*Selected excerpt*
I had more fun yesterday during the day. Caroline and I went to Mérida, a city south of Cáceres. It's home to the most important Roman ruins in Spain and the longest Roman bridge in the world. Highlights included a. meandering around and taking annoying, tourist pictures in the very site that bloody games and gladiator fights took place back in the day and b. eating freshly-made churros and chocolate. Delishhhh.

Roman Theater


Sunday, November 3, 2013

An Arduous and Reckless Journey

So, my friend Stephanie and I set out this morning for what we thought would be a nice hike in the national park, Monfragüe. We took the train for an hour, looking forward to exploring the outdoors. When we arrived, the conductor asked us if we really wanted to get out at that stop. We said "yes..." not understanding why he seemed so surprised. Once the train had departed, we asked him how to get to the park. He said it was 15 kilometers (nearly 10 miles) away but that we could walk to a campground and maybe rent bikes there. So after trekking through a long path in the middle of nowhere, where there were just as many horses as people (not many of either), we got to the campground. When the receptionist said there were four bikes available to rent, we were quite relieved. But then, of course, it turned out that three out of the four had punctured tires. She called a taxi for us, but it would have cost us 60 euros, which seemed absolutely absurd. At this point, the park started to seem like this faraway nowhere land that we'd never reach in this lifetime. But there were still seven hours til our train back, and we weren't prepared to spend the day sitting in the station. So we began to walk and did something I thought I'd never do: put up our thumbs every time a car came into sight (which wasn't often, as no one seems to live in Monfragüe). We planned that if anyone questionable stopped for us, an imaginary friend would call my cell phone and tell me he/she could give us a ride, and we'd therefore avoid having to drive with creeps. When car after car went past without noticing our plight, we started to lose all hope. But then, at last, one came to our salvation. It was unfortunately a man (I would have preferred a woman) but he looked clean-cut and said he was a classical music teacher, so I tried my best to not be too anxious. He turned out to be fine in the end. I risked my life to go to the park, but it was beautiful and worth it. Luckily, on the way back, we got rides with three park rangers who were going towards the train station. So we got to go to the faraway, fantasy park that we thought would never be ours to see, and it all worked out in the end.

*Material provided*
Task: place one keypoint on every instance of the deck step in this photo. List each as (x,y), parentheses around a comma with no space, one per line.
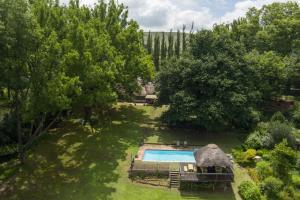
(174,179)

*What is asked*
Please carry on the travel blog about Mérida and Monfragüe, picking up right after its final sentence.

*Result*
Yesterday I had a much less eventful day seeing Trujillo, a small city in the province of Cáceres. Although it's home to only 9,000 people, it had quite an impressive array of palaces, castles, and handsome views. I won't bore you describing it further, but it was quite a pretty city. And home to Pizarro, the dear conqueror of Peru! Gotta love him...

And two days ago I moved into my new apartment. It's infinitely cleaner and more appealing than the other one. My roommates are youngins (college Freshmen!). They all went home for the weekend but two out of the three are now back so we chatted a bit, and they seem nice, although I'm gonna need to get used to how fast they talk.

I would post pictures of Trujillo and the park, but I haven't uploaded them to my computer yet, and I'm feeling way too tired and lazy after hiking so much today. But later I'll be sure to post them on Facebook, and you can check them out if you want! (Although no one ever gets that excited about looking at other peoples' landscape/architecture pictures).

P.S. Don't worry, Mum. I don't plan to hitchhike ever again!

Wednesday, October 30, 2013

Diclaimer Regarding Dead Birds

It turns out that my roommate, Antonio's boss hunted the birds and gave them to him as a gift. Featherless and cooked, they were more appetizing. I actually ended up trying one--tough but decent. So, I feel bad I was so quick to complain in my previous post. And at least now that they've been consumed, there's one fewer gross thing to look at in the kitchen!

Tuesday, October 29, 2013

Dead Birds, Badajoz, and British-isms

I figure since my last post was about highlights, I might as well balance it out by recounting a few of the more bothersome moments:
 
-The school I work at twice a week in Cáceres is a half hour walk from me, which is fine when the weather is nice, but not so ideal when it’s raining, as it often is. Both days I worked there last week it rained, and on one of the mornings, it was pouring to the point that the streets were flooded. So when a bus passed me, I was the lucky recipient of a tidal wave that caused my jeans to cling to my legs and smell like mildew the rest of the day.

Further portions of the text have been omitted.